----- Brano scelto -----
Spielberg si addentra con Munich in una ampia riflessione che prende le mosse dall’ attentato del 1972 per estendersi necessariamente all’ attuale panorama politico mondiale. Il film ha il pregio di non puntare su una facile retorica della commozione, dando però in alcuni casi l’impressione di restare un po’ troppo in superficie, preferendo la citazione biblica alla ricerca di un significato più denso. Pesa probabilmente una miscela non perfetta fra la componente action e quella più spiccatamente riflessiva e intimistica, che nel loro continuo alternarsi non riescono a toccare le profondità sperate. Non perfetto anche il doppiaggio di Eric Bana, che non restituisce giustizia ad una intensa interpretazione.
Francesco Priano
Munich è un film inaspettato: nel senso che non è un film da Spilberg, sempre attento ai contenuti facili bensì è un film che implica una visione concentrata, si sforza di mostrarci il dolore, la rabbia e l’immensa tragicità di due popoli in guerra che non possono, per anni ancora, ottenere una pace. La vicenda ripercorre i fatti dopo la strage delle Olimpiadi di Monaco de ’72. I palestinesi uccidendo 9 atleti israeliani hanno attirato l’attenzione del mondo sulla loro causa. Golda Meir, Primo ministro di Israele, decide pertanto di dare una risposta violenta a quel gesto e ordina ad un anonimo agente del Mossad di perdere la propria identità, vita e famiglia e di buttarsi in una caccia senza fiato per trovare e uccidere gli undici attentatori. Il film è intricato ma la narrazzione scorre con semplicità e chiarezza. Le scene di violenza sono precise e dettagliate mentre lo sforzo degli attori nel mostrare la loro perenne vita di guerra, con sfumature sentimentali e religiose annesse, è ben convincente. Alla fine troviamo un eroe diviso fra il senso dello stato e gli omicidi commessi, in un, forse un pò forzato,irrisolto e irrisolvibile pentimento.
----- Materiale estratto -----
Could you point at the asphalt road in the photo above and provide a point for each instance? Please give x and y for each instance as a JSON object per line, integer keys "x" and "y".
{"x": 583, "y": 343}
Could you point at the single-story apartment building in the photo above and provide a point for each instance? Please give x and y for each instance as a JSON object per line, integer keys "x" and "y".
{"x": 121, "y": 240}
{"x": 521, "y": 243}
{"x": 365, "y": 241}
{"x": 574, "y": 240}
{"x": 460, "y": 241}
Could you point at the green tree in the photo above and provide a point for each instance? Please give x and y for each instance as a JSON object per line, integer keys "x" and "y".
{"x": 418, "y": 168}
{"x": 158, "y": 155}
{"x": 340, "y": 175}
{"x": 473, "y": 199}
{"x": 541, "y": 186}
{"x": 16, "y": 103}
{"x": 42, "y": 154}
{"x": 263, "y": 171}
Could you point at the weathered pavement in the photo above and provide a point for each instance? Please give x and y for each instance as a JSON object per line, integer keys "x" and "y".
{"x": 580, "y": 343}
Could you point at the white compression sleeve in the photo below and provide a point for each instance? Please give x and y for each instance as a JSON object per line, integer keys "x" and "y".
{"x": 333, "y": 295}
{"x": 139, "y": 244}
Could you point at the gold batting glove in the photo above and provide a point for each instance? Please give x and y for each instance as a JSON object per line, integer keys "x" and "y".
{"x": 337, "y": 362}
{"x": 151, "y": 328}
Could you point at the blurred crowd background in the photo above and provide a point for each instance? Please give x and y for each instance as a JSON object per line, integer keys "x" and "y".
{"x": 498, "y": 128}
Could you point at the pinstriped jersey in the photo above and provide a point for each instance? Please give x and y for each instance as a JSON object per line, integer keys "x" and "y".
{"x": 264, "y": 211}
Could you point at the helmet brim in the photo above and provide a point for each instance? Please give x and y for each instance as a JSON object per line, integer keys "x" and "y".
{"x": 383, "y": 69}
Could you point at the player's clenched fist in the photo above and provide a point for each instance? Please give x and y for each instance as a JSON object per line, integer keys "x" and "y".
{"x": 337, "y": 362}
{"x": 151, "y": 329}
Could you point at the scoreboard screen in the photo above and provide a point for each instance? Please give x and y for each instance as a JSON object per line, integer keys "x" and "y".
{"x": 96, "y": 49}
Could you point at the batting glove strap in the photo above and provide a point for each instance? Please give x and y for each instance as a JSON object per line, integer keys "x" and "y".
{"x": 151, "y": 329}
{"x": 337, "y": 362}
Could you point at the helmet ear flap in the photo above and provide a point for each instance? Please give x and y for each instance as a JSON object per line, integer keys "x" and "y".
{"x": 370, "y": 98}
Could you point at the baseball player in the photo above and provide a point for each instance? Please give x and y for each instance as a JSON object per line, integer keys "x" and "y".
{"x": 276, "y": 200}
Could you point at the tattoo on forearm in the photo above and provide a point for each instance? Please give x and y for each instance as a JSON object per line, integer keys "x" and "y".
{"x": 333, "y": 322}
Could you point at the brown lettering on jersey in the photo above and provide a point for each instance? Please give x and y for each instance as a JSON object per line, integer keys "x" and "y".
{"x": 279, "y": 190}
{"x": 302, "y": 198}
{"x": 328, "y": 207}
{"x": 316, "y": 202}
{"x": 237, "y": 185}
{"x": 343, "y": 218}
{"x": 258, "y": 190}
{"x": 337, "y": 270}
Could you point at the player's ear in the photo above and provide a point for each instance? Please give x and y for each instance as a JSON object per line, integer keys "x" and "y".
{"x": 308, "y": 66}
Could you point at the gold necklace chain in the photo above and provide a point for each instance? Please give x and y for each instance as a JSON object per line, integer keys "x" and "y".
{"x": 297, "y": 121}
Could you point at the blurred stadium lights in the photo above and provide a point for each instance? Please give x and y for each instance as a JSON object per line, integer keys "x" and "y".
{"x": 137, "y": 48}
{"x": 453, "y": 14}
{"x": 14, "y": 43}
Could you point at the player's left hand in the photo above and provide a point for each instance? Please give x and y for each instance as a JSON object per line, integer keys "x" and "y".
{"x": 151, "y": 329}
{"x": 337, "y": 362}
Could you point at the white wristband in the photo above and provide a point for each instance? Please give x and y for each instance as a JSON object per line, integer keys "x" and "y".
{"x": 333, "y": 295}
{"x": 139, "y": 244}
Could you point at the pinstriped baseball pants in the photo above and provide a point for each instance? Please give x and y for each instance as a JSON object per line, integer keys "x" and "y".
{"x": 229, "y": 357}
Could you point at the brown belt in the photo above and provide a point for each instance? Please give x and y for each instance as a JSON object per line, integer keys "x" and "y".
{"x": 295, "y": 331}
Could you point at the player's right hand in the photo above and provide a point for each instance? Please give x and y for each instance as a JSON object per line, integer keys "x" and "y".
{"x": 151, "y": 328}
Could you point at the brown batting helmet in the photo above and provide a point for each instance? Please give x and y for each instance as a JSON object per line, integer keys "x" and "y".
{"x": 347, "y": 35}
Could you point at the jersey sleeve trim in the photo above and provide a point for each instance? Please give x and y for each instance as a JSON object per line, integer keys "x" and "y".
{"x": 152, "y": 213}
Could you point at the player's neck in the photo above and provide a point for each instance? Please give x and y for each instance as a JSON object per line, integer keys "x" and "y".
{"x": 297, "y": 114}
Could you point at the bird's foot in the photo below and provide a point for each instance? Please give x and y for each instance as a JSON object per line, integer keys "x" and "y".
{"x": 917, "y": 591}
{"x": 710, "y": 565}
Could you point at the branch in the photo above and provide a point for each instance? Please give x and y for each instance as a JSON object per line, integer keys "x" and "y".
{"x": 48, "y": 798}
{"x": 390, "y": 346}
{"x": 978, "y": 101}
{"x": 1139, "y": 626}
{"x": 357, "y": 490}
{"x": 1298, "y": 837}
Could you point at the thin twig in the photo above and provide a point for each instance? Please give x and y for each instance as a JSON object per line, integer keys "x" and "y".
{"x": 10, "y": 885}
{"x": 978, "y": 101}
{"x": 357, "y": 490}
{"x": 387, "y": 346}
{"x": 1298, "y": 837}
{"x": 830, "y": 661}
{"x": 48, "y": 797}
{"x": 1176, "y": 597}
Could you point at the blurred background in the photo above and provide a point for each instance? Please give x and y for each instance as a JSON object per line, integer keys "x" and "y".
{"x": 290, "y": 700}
-----
- [Cosa fare]
Le affermazioni seguenti concordano con le recensioni di Munich? Rispondi sì o no per ciascuna, citando alla lettera le parole delle recensioni che lo decidono.
(a) Nella strage delle Olimpiadi di Monaco i palestinesi uccisero nove atleti israeliani.
(b) Il doppiaggio di Eric Bana è giudicato all'altezza della sua interpretazione.
(c) Golda Meir ordina all'agente del Mossad di trovare e uccidere nove attentatori.

- [Risposta corretta]
(a) Sì: «I palestinesi uccidendo 9 atleti israeliani hanno attirato l’attenzione del mondo sulla loro causa.»
(b) No: «Non perfetto anche il doppiaggio di Eric Bana, che non restituisce giustizia ad una intensa interpretazione.»
(c) No: «trovare e uccidere gli undici attentatori»